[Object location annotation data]
——————————

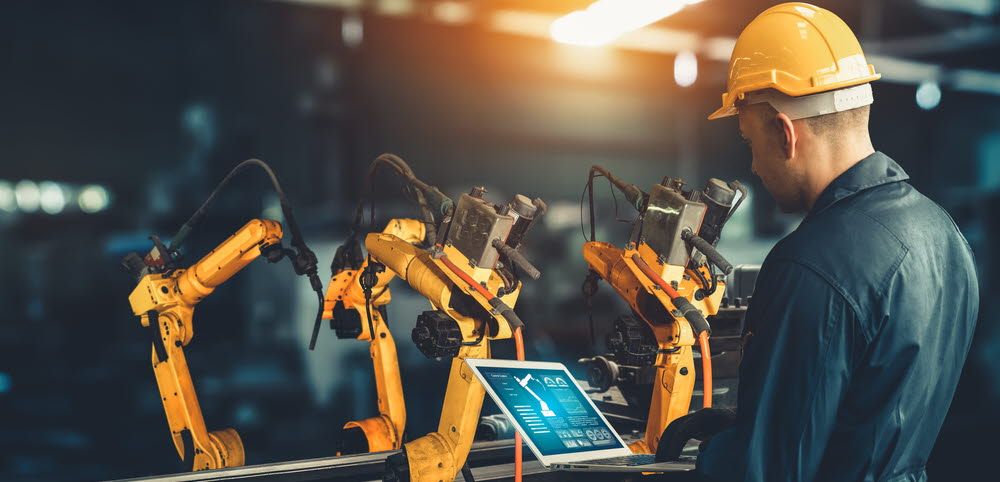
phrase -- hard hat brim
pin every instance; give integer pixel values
(724, 111)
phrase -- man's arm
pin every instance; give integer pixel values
(795, 371)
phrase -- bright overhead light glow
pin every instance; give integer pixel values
(606, 20)
(928, 95)
(27, 196)
(51, 197)
(452, 12)
(7, 201)
(93, 198)
(685, 69)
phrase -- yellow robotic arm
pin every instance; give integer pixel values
(164, 303)
(350, 310)
(470, 276)
(670, 292)
(465, 280)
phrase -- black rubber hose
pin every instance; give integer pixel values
(508, 313)
(708, 250)
(693, 315)
(518, 259)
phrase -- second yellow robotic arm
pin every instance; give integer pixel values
(164, 303)
(350, 310)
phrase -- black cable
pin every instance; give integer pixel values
(303, 260)
(414, 190)
(467, 473)
(708, 288)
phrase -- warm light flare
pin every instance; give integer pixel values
(606, 20)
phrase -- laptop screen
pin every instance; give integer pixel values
(551, 409)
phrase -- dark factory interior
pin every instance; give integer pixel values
(119, 118)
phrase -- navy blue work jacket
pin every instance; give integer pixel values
(854, 339)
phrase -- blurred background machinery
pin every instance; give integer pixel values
(119, 118)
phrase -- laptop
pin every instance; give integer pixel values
(558, 421)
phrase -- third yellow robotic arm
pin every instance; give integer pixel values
(663, 275)
(355, 314)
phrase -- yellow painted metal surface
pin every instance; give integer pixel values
(384, 431)
(172, 297)
(438, 456)
(672, 389)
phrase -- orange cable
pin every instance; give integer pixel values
(706, 370)
(706, 353)
(518, 459)
(518, 346)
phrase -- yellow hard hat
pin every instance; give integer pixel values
(797, 49)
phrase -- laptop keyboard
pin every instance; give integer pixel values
(625, 461)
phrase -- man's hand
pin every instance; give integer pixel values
(700, 425)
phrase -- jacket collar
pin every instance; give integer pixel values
(875, 170)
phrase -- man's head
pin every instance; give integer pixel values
(799, 82)
(793, 157)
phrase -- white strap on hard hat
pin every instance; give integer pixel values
(816, 104)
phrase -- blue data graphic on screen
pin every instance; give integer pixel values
(551, 409)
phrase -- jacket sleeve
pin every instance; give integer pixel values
(798, 355)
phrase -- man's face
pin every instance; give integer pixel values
(763, 133)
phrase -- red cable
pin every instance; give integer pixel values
(706, 353)
(518, 346)
(706, 370)
(518, 468)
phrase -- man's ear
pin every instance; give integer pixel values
(785, 125)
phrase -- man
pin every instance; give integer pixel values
(863, 316)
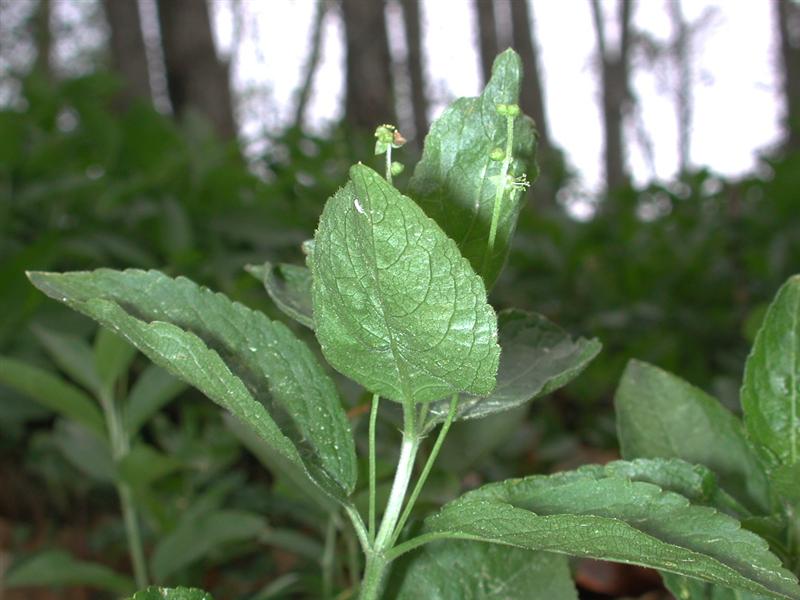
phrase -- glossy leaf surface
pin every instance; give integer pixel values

——————————

§ **TASK TO CARRY OUT**: Rewrite the lines of all the records above, changing every "pin" to "mark" and keeping everything else the same. Omit the pictures from your answer.

§ **TASK RESPONSE**:
phrase -- hard hat brim
mark every instance; give integer pixel values
(724, 111)
phrase -- man's arm
mark every instance; give integer pixel values
(795, 371)
phrase -- bright overhead light glow
mark every instance; give integer pixel values
(606, 20)
(928, 95)
(27, 196)
(51, 197)
(452, 12)
(7, 201)
(93, 198)
(685, 69)
phrase -- yellow robotic arm
mark every instance; give integer pixel values
(164, 303)
(350, 310)
(470, 276)
(670, 292)
(465, 280)
phrase -- black rubber hose
mark every instance; give integer pixel values
(508, 313)
(708, 250)
(693, 315)
(518, 259)
phrase -- second yellow robotic arm
mark every instance; give integer pixel values
(164, 303)
(350, 310)
phrase -- black cable
mark every instance; give integer pixel values
(303, 260)
(414, 190)
(467, 473)
(708, 288)
phrase -- warm light flare
mark every instance; give integer pixel values
(606, 20)
phrase -- laptop screen
mark every instance; give integer pixel values
(551, 409)
phrase -- dark factory interior
mark every instance; give integer pixel values
(119, 118)
phrase -- navy blue work jacket
mark every instance; give integer pixel values
(854, 339)
phrase -- blurred background machinery
mark every instance; give integer pixel values
(119, 118)
phrase -- laptop
mark every instance; give integer pixel values
(558, 421)
phrase -- third yellow robotic arm
mark every instance; give integer pixel values
(663, 275)
(355, 314)
phrase -- yellow painted metal surface
mark every instance; give integer pixel values
(384, 431)
(172, 297)
(438, 456)
(672, 389)
phrase -- orange cable
mark every instance; give integer pixel values
(706, 370)
(706, 353)
(518, 459)
(518, 346)
phrase -- yellow hard hat
mark every instance; give integer pixel values
(797, 49)
phrase -- laptop keyboard
mark every instance; give integer pixel values
(625, 461)
phrase -- man's hand
mark every instance; give integer pixel values
(700, 425)
phrase -- jacket collar
mark every instance; give integer pixel values
(875, 170)
phrase -- man's head
mark every instance; give integer pixel values
(799, 82)
(793, 157)
phrase -- white strap on hard hat
mark every instance; give integer pixel values
(816, 104)
phrase -- blue data graphic on screen
mark every instance; give integer pixel values
(551, 409)
phrase -- jacket sleeve
mark every instance; give integer pixel values
(798, 355)
phrase -- man's face
mark every instance; give integer pixel values
(763, 133)
phrase -- red cable
mark every instance; give integer pixel values
(706, 353)
(518, 346)
(706, 370)
(518, 468)
phrase -- man's ear
mark every instance; give integer pixel values
(785, 125)
phrase -- man
mark every instance; give integer pixel values
(863, 316)
phrase -- glossy leaf surface
mark every instance; give integer pixel values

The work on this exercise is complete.